# [Records for the exercise]
+++
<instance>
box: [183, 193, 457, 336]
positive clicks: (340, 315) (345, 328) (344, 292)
+++
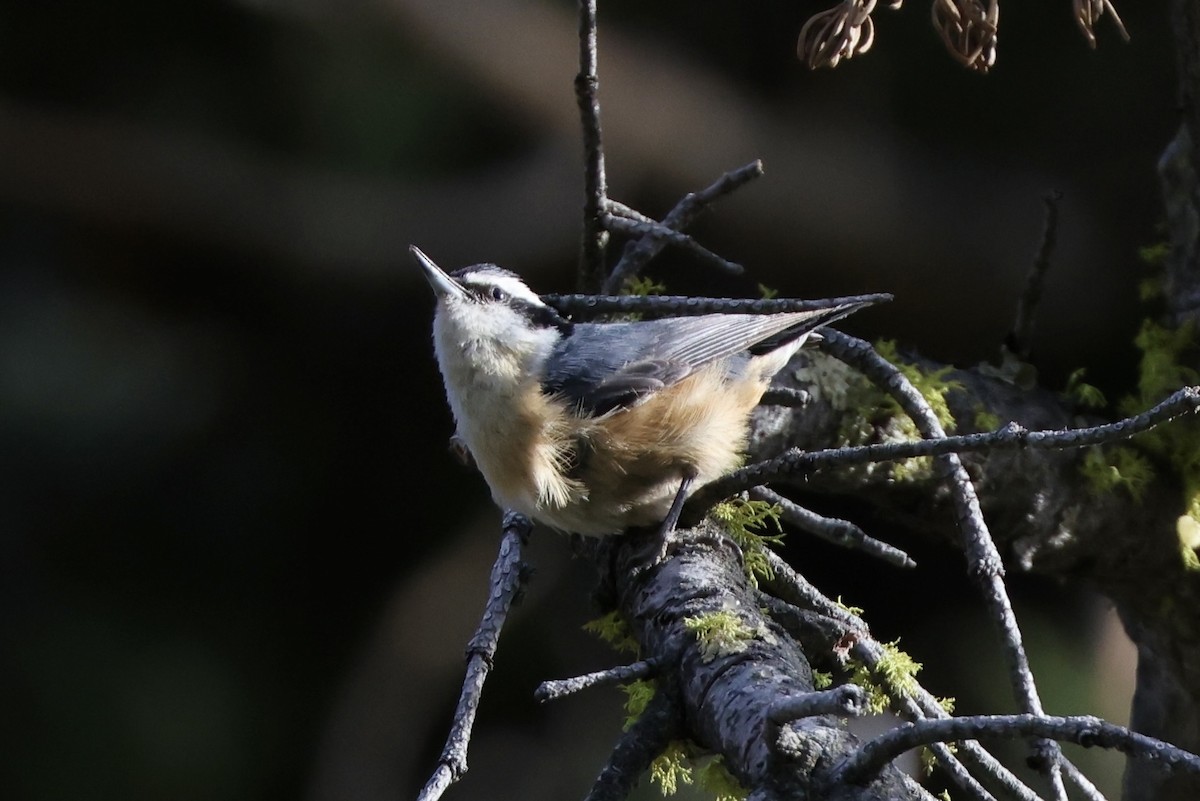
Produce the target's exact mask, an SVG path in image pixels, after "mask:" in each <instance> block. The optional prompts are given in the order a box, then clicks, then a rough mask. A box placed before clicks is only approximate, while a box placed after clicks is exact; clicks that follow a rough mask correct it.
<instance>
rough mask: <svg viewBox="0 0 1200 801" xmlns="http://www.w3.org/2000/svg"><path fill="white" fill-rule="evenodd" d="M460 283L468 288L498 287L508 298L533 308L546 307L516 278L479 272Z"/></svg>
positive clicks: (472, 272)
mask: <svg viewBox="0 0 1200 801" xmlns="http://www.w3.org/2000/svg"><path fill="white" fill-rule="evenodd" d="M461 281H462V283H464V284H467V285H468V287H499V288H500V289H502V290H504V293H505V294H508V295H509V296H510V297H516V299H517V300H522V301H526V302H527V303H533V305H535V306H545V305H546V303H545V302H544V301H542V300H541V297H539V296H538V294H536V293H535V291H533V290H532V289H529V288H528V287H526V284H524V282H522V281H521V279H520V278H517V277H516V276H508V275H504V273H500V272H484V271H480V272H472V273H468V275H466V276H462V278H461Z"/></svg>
+++
# [Work instruction]
Pick out every line of the entries that contains the string "positive", copying each one in full. Matching is case-sensitive.

# [Solution]
positive clicks: (340, 315) (345, 328) (344, 292)
positive clicks: (472, 272)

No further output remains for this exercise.